Passage shown>
*** Begin section ***

Running stories

A new book out called ‘Running Stories’ tells the tales of those who run – why they do it and what role it plays in their lives. 100% of the revenue from sales is being donated to The Running Charity, who use running to improve the lives of homeless young people in the UK.

I’ve you’ve ever thought about taking up running and just want that little extra push, buy this book. It’s full of very relatable tales from normal people. ‘Normal’ as in busy people, depressed people, overweight people and older people, not the Olympian gods you think of when you think ‘runner’.

The book is very well edited, with the stories kept short and snappy, organised in sections so you can easily gravitate to those which most resonate with you most, and it provides also the bare essentials of tips on how to get started.

Three of the running stories are from people who live in Chiswick.

Images above: Beccy Lockspeiser

Beccy Lockspeiser – cigarettes and running really don’t go together

Beccy Lockspeiser started running because her flat mate suggested they run the London marathon. She was 26 and smoking 20 cigarettes a day.

“Running made it easy for me to give up cigarettes, as they really don’t go together.”

She also thinks Marathon training helped prepare her for childbirth:

“The build-up and preparation. A certain amount of pain. And a great elation and joy at the finish!”

Images above: Running Stories; Stacey Tasker

Stacey Tasker  – great way of making friends

Stacey Tasker went along to a Parkrun with her daughter.

“I only wanted to run once a week, not far, and lacked a competitive streak. It was at a low time in my life as I’d just moved to London and had few friends.”

For her, the friendships which evolved on those weekly runs are as important, if not more so, than the running itself, especially as she says fellow runners came to her rescue when she caught Covid last year.

“Who would have thought that running would prove to be such a vital bridge in my life, especially as I’m always whinging as I run along, no matter how short the distance.”

*** End section ***

Given data>
*** Begin section ***

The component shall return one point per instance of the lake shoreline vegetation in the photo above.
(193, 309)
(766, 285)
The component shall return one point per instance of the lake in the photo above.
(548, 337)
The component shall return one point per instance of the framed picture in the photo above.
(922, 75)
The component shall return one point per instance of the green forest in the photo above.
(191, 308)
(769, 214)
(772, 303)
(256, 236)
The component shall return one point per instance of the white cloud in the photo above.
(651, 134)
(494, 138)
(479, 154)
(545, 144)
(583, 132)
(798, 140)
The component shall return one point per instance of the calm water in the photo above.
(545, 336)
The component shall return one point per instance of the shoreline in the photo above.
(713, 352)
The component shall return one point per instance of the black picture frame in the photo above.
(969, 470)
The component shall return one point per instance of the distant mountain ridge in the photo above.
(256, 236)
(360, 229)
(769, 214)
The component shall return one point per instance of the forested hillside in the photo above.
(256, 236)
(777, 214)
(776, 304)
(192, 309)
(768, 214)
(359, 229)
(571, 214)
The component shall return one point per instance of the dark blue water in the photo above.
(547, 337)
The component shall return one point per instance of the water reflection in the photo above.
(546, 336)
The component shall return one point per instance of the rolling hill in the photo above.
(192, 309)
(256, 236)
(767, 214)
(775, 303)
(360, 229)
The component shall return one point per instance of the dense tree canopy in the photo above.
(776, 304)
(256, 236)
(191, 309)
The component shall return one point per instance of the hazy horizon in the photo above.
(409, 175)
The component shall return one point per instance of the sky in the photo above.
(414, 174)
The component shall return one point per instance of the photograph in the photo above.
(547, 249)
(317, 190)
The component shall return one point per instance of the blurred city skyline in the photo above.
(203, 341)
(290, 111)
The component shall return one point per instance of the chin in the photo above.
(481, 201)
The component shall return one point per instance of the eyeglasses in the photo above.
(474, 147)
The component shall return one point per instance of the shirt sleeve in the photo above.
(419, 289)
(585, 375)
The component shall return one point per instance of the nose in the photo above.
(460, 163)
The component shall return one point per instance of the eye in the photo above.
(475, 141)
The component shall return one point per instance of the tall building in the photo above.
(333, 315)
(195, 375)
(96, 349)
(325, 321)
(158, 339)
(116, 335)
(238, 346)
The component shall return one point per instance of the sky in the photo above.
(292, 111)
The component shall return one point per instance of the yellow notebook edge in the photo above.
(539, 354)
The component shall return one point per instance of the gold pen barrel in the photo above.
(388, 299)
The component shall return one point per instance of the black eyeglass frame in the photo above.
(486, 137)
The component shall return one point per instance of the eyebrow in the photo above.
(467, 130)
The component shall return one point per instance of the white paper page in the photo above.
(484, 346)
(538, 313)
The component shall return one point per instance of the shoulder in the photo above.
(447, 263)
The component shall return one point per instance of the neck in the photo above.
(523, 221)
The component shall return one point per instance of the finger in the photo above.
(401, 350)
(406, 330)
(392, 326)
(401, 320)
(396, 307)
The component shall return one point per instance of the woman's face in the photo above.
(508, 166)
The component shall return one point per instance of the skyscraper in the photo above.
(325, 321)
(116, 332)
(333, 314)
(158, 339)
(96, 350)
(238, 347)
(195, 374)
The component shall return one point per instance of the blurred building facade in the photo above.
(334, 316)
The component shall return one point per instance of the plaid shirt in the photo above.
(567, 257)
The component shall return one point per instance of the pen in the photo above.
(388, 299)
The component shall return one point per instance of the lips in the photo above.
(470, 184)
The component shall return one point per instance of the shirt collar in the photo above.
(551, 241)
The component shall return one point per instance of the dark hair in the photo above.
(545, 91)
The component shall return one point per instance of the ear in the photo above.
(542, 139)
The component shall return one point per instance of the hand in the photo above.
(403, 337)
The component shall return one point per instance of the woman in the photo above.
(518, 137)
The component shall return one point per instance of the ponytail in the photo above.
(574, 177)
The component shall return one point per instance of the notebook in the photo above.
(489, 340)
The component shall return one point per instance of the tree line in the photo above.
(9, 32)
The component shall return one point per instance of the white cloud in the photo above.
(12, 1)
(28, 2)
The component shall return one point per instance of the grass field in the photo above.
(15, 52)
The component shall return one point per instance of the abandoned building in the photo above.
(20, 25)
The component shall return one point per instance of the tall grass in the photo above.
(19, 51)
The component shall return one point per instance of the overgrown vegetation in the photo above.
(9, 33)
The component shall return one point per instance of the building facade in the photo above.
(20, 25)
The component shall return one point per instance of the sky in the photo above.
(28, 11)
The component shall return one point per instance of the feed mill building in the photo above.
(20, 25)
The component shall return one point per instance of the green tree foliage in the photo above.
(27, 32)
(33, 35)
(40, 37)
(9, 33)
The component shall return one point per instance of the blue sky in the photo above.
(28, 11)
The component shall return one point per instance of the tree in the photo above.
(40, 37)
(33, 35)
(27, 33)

*** End section ***

What this exercise asks>
1. Please rewrite the Running Stories passage starting with "A new book out" and going on through "people in the UK.", putting "proceeds" in place of "revenue".
2. According to the Running Stories passage, how old was Beccy Lockspeiser when she started running?
The data come from a separate source, unrelated to the Running Stories passage.

Answers>
1.
A new book out called ‘Running Stories’ tells the tales of those who run – why they do it and what role it plays in their lives. 100% of the proceeds from sales is being donated to The Running Charity, who use running to improve the lives of homeless young people in the UK.

2. She was 26.